Carry on the piece below about Mouth Cancer Awareness Month, starting right after its final sentence.

Excerpt provided —
◇ ◇ ◇ ◇ ◇
Mouth Cancer Awareness Month

November is Mouth Cancer Awareness Month, which was set up by the Dental Health Foundation to raise the profile and knowledge of this disease.

Rates of mouth cancer are increasing, and the number of cases are set to rise in the next few years, unlike most other forms of cancer. More than 7000 people were diagnosed in Britain last year, which is a rise of one third in the last decade. Over  2000 people in Britain died of mouth cancer last year which   is more than the number of people who were killed in road traffic accidents.

 

What causes mouth cancer? 

Anybody can be affected by mouth cancer although certain factors do increase the risk. These risk factors include smoking, chewing tobacco, drinking alcohol to excess, a poor diet and the HPV virus spread through oral sex.  The number of cases among young people has also risen  which is a very important reason to raise awareness. The good news is that treatment of mouth cancer is successful when it is picked up and treated early.
◇ ◇ ◇ ◇ ◇
Provided data —
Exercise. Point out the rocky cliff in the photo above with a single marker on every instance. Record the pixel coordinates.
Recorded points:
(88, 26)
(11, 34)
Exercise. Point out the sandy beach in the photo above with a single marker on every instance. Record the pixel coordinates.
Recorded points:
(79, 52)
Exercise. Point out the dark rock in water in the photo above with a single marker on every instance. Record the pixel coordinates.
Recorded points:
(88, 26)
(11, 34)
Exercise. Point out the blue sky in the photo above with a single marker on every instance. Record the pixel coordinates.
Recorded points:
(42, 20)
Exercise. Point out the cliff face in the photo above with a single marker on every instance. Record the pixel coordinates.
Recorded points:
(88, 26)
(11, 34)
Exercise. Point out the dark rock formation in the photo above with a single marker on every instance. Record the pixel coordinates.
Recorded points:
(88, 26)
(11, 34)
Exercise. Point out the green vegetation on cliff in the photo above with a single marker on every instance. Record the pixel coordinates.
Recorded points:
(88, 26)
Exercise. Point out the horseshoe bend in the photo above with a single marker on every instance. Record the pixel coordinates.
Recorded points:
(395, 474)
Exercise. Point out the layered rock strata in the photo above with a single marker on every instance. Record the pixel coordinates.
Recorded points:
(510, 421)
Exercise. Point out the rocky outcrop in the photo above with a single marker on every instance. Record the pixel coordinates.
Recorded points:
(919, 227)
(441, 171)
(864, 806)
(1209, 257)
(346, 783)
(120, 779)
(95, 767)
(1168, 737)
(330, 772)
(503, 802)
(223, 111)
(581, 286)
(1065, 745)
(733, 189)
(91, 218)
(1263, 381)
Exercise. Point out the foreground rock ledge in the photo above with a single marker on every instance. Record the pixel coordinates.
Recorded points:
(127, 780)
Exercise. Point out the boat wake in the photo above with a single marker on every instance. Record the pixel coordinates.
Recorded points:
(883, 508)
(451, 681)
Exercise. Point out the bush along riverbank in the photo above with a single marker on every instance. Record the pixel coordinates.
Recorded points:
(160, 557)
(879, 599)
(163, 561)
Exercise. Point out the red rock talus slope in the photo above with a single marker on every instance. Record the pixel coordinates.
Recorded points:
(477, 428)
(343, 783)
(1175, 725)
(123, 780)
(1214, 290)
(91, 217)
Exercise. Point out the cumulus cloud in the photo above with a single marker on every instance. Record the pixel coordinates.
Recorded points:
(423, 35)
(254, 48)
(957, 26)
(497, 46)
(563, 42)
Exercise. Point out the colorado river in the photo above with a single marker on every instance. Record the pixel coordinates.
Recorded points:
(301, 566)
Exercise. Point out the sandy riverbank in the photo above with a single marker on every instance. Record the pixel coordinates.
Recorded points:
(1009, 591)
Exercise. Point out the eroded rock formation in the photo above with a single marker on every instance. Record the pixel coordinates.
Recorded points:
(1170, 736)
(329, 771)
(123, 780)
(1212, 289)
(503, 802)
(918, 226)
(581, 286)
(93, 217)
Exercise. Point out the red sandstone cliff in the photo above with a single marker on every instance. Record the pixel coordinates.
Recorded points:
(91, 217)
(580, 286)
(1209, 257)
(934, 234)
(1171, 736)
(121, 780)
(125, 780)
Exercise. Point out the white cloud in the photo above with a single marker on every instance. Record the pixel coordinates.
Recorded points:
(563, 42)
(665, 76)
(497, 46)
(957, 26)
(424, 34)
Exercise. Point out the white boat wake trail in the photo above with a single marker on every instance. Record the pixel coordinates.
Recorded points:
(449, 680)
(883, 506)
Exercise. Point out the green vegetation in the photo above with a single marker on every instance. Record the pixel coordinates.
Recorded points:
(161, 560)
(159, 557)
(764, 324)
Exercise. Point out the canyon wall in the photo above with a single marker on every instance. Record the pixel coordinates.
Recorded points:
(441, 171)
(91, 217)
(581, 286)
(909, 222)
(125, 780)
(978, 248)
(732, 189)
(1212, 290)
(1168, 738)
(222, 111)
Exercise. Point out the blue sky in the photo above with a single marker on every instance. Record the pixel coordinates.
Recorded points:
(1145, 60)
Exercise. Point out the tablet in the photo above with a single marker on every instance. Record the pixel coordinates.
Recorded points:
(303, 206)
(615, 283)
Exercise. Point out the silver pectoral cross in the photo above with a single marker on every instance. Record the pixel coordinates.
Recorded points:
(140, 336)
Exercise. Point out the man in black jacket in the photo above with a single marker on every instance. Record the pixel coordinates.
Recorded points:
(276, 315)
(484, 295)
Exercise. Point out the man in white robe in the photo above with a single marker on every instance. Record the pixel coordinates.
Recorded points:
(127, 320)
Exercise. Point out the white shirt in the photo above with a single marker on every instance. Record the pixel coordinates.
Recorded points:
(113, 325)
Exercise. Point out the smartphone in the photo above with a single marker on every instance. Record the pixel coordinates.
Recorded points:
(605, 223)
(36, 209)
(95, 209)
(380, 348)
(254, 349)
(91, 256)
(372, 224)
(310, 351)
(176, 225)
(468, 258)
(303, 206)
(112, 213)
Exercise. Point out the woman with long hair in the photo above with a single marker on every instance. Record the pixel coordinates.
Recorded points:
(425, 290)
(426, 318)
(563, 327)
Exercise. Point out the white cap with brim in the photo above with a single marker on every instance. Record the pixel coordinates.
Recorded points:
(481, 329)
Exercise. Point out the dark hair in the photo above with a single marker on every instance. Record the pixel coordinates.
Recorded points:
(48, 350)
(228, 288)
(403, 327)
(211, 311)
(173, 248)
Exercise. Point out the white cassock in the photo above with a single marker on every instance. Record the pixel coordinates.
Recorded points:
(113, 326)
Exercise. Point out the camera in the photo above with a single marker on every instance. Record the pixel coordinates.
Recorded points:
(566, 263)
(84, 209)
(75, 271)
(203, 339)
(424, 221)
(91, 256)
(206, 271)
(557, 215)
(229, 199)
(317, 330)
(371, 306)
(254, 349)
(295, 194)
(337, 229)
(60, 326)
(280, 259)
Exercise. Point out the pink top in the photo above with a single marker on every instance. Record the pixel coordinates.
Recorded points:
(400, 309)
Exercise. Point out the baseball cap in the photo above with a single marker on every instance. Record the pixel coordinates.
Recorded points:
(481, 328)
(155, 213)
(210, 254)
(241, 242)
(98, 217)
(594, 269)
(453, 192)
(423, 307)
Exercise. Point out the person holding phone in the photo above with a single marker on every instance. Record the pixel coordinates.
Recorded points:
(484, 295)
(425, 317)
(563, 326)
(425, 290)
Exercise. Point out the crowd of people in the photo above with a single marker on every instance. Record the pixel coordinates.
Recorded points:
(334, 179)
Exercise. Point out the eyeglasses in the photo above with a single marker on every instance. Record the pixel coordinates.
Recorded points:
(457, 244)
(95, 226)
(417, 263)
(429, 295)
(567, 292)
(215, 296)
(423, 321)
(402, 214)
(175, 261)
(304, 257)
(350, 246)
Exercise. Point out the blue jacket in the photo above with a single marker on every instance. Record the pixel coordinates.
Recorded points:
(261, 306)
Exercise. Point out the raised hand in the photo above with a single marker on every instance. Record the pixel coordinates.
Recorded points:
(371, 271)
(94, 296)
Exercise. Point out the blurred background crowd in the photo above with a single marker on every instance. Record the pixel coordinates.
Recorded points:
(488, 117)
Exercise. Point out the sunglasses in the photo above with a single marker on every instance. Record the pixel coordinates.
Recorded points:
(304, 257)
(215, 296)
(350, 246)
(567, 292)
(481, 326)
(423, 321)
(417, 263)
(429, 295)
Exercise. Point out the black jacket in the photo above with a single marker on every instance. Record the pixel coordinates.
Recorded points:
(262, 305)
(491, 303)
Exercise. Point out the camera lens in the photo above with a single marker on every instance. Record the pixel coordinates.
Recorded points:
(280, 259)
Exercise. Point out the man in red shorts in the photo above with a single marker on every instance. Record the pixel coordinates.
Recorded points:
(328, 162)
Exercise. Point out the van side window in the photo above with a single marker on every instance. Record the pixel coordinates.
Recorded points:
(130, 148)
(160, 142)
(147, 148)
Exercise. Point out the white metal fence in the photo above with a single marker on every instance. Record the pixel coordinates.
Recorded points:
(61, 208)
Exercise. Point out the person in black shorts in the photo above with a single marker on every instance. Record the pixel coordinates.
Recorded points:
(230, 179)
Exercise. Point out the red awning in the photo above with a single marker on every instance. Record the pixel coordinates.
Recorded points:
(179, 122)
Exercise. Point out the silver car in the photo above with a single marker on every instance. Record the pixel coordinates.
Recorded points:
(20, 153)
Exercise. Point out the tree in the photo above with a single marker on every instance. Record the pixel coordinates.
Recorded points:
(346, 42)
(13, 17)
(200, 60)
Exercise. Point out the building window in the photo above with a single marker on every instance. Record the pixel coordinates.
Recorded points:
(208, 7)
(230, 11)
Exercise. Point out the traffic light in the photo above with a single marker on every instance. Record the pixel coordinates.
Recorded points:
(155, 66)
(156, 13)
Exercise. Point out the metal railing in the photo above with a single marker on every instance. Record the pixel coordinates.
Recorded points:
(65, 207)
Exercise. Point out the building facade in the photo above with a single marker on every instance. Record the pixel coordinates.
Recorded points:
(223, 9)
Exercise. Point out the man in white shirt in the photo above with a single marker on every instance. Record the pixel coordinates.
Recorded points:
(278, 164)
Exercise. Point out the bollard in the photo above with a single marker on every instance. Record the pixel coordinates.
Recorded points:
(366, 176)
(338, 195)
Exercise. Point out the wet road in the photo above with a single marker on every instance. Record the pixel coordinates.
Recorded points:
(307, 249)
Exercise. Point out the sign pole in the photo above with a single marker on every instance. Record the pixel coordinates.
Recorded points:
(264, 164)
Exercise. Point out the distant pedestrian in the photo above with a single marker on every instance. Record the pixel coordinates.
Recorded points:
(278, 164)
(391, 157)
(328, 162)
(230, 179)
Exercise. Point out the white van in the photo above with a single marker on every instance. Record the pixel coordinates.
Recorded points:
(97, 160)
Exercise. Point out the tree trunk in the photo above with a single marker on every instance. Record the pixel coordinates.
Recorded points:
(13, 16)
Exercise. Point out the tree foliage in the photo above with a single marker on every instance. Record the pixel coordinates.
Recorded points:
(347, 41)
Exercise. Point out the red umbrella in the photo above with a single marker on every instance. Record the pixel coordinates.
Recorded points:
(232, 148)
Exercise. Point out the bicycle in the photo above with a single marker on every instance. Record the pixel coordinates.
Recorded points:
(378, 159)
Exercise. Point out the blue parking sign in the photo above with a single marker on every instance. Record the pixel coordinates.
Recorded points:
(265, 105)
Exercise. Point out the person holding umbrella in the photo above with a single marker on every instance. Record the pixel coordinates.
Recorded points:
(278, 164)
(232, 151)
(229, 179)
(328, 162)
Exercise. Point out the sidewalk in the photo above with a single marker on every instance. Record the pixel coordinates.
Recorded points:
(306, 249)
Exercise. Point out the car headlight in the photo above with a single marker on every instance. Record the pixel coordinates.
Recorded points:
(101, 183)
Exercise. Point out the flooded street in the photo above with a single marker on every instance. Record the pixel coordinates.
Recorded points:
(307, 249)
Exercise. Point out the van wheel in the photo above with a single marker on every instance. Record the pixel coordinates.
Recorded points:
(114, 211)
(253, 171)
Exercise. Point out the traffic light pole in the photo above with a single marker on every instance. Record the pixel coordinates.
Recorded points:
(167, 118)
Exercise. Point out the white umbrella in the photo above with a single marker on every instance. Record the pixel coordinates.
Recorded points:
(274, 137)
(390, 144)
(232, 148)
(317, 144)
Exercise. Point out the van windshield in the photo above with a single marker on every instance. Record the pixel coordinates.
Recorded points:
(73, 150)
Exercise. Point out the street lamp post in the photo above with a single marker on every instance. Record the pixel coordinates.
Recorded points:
◇ ◇ ◇ ◇ ◇
Answer for the task —
At Stafford Street Dental Care we look out for oral cancer at every single dental examination. We check the jaw and glands, then we examine the lips, gums, cheek surfaces, tongue, and under the tongue. Sometimes we don’t say much about why we are doing this- no-one likes to think of cancer or talk about it- but you can be reassured that checking these areas is a big part of our preventive strategy. We have also been telling young people what the signs of cancer are, so that even if one of their friends has any of these symptoms, they can be recognised, and action taken as soon as possible.

 

So what are the symptoms?
Mouth cancer can have many different symptoms including:

  • A mouth ulcer that doesn’t heal within three weeks
  • Red or white patches in the mouth or throat
  • Unusual lumps or swellings
  • Pain or difficulty swallowing
  • Teeth that become loose for no obvious reason
  • Bleeding or numbness within the mouth
  • Changes in the voice
  • Of course these symptoms can have other causes but the important thing is not to leave them unchecked.

 

What can you do to prevent mouth cancer?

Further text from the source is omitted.